START
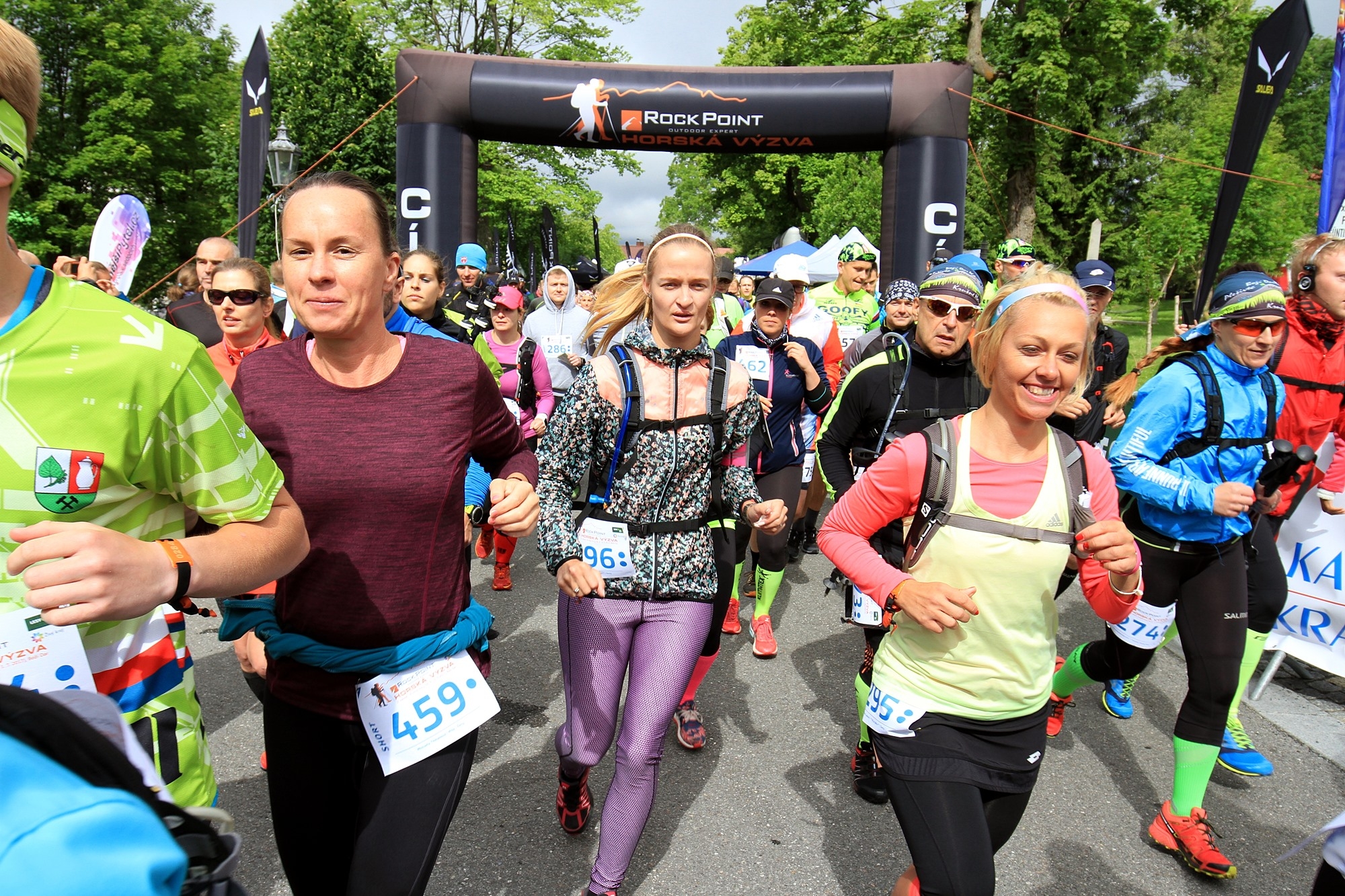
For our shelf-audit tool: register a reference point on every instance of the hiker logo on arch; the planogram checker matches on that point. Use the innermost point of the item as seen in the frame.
(67, 481)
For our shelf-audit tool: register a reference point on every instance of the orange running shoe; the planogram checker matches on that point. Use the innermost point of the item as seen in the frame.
(763, 637)
(732, 624)
(1056, 720)
(574, 802)
(1192, 838)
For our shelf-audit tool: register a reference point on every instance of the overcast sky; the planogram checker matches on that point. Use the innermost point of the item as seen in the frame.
(668, 33)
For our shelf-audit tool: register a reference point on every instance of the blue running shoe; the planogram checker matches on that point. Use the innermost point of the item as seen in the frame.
(1116, 697)
(1238, 755)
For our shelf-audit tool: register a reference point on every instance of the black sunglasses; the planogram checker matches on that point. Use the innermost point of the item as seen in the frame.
(237, 296)
(942, 309)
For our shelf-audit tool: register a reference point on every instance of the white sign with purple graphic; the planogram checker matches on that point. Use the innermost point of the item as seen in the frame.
(120, 237)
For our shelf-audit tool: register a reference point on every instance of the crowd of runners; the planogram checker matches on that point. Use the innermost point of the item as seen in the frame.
(662, 435)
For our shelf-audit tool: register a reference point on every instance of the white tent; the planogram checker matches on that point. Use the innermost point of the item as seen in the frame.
(822, 264)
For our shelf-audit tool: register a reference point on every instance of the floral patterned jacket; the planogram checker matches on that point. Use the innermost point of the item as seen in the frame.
(670, 475)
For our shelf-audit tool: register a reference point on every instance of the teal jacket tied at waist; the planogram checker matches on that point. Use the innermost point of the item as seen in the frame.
(259, 615)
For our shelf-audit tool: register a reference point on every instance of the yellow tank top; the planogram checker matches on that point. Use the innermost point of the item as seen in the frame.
(1000, 663)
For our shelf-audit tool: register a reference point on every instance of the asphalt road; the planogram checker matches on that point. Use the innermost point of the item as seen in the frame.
(767, 806)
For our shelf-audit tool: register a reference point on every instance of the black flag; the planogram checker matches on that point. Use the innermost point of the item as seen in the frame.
(510, 245)
(598, 251)
(254, 135)
(549, 245)
(1278, 46)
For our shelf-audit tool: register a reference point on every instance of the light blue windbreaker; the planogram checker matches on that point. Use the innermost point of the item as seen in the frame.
(1178, 499)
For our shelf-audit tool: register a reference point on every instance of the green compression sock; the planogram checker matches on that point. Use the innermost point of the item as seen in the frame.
(1071, 676)
(1252, 655)
(769, 585)
(861, 698)
(1194, 766)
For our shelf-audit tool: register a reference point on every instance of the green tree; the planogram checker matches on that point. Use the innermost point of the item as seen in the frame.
(130, 88)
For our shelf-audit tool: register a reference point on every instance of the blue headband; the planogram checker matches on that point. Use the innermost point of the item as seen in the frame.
(1036, 290)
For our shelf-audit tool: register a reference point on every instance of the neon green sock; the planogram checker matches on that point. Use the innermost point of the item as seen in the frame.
(1194, 766)
(1071, 676)
(769, 585)
(861, 698)
(1252, 655)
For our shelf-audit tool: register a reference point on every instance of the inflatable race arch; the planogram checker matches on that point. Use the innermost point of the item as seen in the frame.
(905, 111)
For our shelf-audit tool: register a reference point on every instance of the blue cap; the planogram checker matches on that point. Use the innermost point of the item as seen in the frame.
(470, 255)
(1096, 274)
(973, 263)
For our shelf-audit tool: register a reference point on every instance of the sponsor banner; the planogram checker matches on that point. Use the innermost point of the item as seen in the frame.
(120, 237)
(692, 112)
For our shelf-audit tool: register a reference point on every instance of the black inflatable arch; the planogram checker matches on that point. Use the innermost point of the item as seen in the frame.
(905, 111)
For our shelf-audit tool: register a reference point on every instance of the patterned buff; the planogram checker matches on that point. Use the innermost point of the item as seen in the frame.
(900, 290)
(14, 140)
(1316, 318)
(1242, 295)
(856, 252)
(1015, 248)
(952, 282)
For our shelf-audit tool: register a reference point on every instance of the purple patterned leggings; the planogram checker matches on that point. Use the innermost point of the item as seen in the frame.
(660, 641)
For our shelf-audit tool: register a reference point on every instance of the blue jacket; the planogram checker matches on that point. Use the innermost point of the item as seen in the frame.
(1178, 499)
(789, 397)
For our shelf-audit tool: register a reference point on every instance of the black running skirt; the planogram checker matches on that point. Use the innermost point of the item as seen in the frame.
(996, 755)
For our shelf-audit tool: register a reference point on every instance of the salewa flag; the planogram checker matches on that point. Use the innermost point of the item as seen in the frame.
(1331, 213)
(1278, 46)
(254, 135)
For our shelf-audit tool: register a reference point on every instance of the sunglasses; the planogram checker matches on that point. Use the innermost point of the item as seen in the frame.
(942, 309)
(237, 296)
(1252, 327)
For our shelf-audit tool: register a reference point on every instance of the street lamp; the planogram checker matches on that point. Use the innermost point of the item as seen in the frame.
(282, 158)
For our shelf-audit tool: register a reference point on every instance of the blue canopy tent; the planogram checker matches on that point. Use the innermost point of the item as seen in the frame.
(762, 266)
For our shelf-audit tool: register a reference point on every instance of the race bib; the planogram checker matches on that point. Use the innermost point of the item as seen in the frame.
(556, 346)
(864, 610)
(607, 548)
(37, 655)
(849, 334)
(757, 360)
(1145, 626)
(891, 715)
(416, 713)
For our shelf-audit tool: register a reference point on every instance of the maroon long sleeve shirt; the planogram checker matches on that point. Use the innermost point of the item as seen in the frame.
(379, 474)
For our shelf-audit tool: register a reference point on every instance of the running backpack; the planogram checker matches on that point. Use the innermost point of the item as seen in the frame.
(1214, 432)
(602, 477)
(941, 479)
(71, 741)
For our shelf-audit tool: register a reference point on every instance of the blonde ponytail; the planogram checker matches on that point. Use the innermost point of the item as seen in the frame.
(1122, 391)
(625, 298)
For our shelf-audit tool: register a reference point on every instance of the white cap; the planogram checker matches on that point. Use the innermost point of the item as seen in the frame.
(792, 267)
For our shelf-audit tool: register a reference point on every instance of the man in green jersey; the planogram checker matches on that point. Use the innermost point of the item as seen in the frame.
(114, 427)
(1013, 256)
(855, 309)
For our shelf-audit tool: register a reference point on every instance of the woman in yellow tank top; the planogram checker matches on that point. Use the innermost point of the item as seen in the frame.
(961, 684)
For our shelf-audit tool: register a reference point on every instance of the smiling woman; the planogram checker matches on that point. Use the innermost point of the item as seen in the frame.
(960, 700)
(387, 568)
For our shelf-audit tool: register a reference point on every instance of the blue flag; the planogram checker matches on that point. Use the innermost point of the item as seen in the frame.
(1330, 214)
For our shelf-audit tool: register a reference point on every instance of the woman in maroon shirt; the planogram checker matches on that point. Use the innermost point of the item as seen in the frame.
(373, 432)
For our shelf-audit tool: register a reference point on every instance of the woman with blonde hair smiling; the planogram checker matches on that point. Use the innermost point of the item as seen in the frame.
(961, 684)
(638, 575)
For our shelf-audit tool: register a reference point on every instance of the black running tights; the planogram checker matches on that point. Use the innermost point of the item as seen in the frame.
(954, 831)
(342, 827)
(1211, 596)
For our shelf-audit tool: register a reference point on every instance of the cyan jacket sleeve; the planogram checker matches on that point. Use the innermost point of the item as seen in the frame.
(1168, 408)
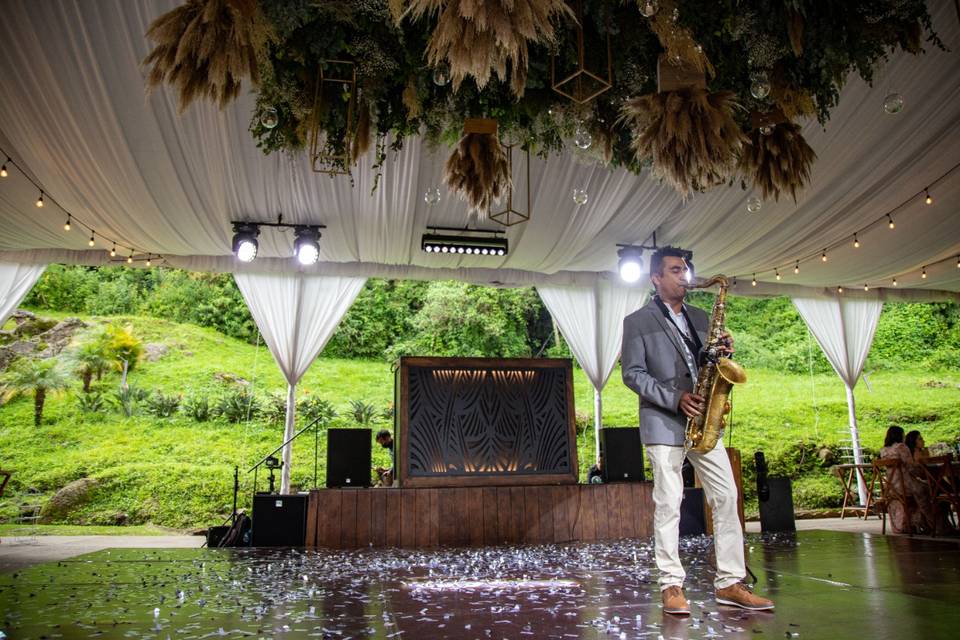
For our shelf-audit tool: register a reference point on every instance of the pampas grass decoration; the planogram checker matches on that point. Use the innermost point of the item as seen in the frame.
(478, 171)
(205, 47)
(480, 37)
(690, 135)
(779, 162)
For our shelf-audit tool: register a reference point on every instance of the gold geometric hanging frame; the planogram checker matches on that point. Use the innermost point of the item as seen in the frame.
(510, 216)
(327, 81)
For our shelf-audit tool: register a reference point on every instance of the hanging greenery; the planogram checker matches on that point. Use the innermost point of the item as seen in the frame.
(424, 66)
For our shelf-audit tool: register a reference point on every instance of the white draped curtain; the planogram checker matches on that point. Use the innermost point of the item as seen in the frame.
(591, 320)
(16, 280)
(296, 314)
(844, 329)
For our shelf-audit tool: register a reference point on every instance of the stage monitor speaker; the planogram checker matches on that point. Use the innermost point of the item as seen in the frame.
(279, 520)
(622, 454)
(348, 457)
(693, 518)
(776, 513)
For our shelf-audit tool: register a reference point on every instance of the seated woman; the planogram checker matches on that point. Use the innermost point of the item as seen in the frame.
(915, 443)
(922, 518)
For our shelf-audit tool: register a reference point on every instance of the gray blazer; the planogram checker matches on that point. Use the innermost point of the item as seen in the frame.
(654, 367)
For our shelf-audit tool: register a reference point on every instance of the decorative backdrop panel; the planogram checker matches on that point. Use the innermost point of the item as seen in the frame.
(485, 421)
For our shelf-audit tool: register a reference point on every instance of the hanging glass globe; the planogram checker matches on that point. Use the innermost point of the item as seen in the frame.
(269, 118)
(893, 103)
(759, 86)
(582, 138)
(441, 74)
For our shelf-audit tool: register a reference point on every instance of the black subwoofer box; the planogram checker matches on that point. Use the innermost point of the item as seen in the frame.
(279, 520)
(622, 454)
(348, 457)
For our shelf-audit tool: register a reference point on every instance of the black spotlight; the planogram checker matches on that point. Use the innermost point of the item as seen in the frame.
(306, 245)
(245, 243)
(631, 263)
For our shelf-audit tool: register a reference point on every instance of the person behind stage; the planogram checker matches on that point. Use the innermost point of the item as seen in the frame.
(385, 440)
(661, 345)
(909, 483)
(917, 446)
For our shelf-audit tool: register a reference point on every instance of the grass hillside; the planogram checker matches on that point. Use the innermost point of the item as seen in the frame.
(178, 472)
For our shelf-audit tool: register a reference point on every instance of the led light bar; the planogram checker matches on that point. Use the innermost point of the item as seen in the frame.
(465, 245)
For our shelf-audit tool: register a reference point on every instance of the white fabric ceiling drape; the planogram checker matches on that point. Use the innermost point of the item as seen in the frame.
(591, 321)
(16, 280)
(844, 329)
(296, 314)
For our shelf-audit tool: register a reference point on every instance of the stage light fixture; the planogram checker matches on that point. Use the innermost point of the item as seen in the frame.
(473, 242)
(306, 245)
(245, 243)
(630, 263)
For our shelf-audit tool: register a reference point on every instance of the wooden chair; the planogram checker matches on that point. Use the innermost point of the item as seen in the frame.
(888, 476)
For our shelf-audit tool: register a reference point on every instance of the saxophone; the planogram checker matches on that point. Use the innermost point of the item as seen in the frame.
(715, 379)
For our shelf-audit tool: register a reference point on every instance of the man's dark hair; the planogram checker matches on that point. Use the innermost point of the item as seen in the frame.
(894, 435)
(656, 260)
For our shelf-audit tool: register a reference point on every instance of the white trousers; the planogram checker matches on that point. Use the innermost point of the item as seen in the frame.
(716, 477)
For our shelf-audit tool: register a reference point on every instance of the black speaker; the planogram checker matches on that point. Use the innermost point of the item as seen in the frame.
(348, 457)
(279, 520)
(622, 454)
(693, 518)
(776, 513)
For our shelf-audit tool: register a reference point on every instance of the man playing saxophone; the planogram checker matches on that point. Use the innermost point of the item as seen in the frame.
(662, 344)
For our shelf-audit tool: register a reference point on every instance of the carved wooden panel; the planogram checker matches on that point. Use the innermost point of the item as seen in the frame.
(478, 421)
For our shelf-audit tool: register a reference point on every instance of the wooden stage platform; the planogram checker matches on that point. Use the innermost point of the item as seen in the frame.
(478, 516)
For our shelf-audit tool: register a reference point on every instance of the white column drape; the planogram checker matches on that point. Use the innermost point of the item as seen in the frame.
(16, 280)
(844, 329)
(591, 321)
(296, 314)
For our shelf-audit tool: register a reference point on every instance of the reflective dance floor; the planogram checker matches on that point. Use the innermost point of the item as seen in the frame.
(826, 585)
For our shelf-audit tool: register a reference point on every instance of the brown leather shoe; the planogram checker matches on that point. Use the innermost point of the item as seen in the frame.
(738, 595)
(674, 602)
END
# TASK TO CARRY OUT
Reproduce the rows starting at the line that contains "woman in maroon" and ending at the line that contains "(1168, 408)", substituting "central" for "innermost" and leaving everything else unchanged.

# FULL SOLUTION
For our shelf-audit tool: register a reference point on every instance of the woman in maroon shirt; the planogram checker matches on that point. Use the central point of the item as seen in the frame.
(373, 432)
For our shelf-audit tool: register a reference point on every instance of the woman with blonde hair smiling; the planogram checker matches on that point. Use the central point of the item as seen in the frame.
(961, 684)
(638, 575)
For our shelf-audit tool: register a reference point on every instance of the black running tights; the planogram checker matches on that point. Use the central point of the item as seen in the frame.
(954, 831)
(342, 827)
(1211, 596)
For our shelf-audit tool: register a reference point on every instance of the cyan jacket sleeve; the planogram checker matches on that point. Use the central point of the item as seen in the frame.
(1168, 408)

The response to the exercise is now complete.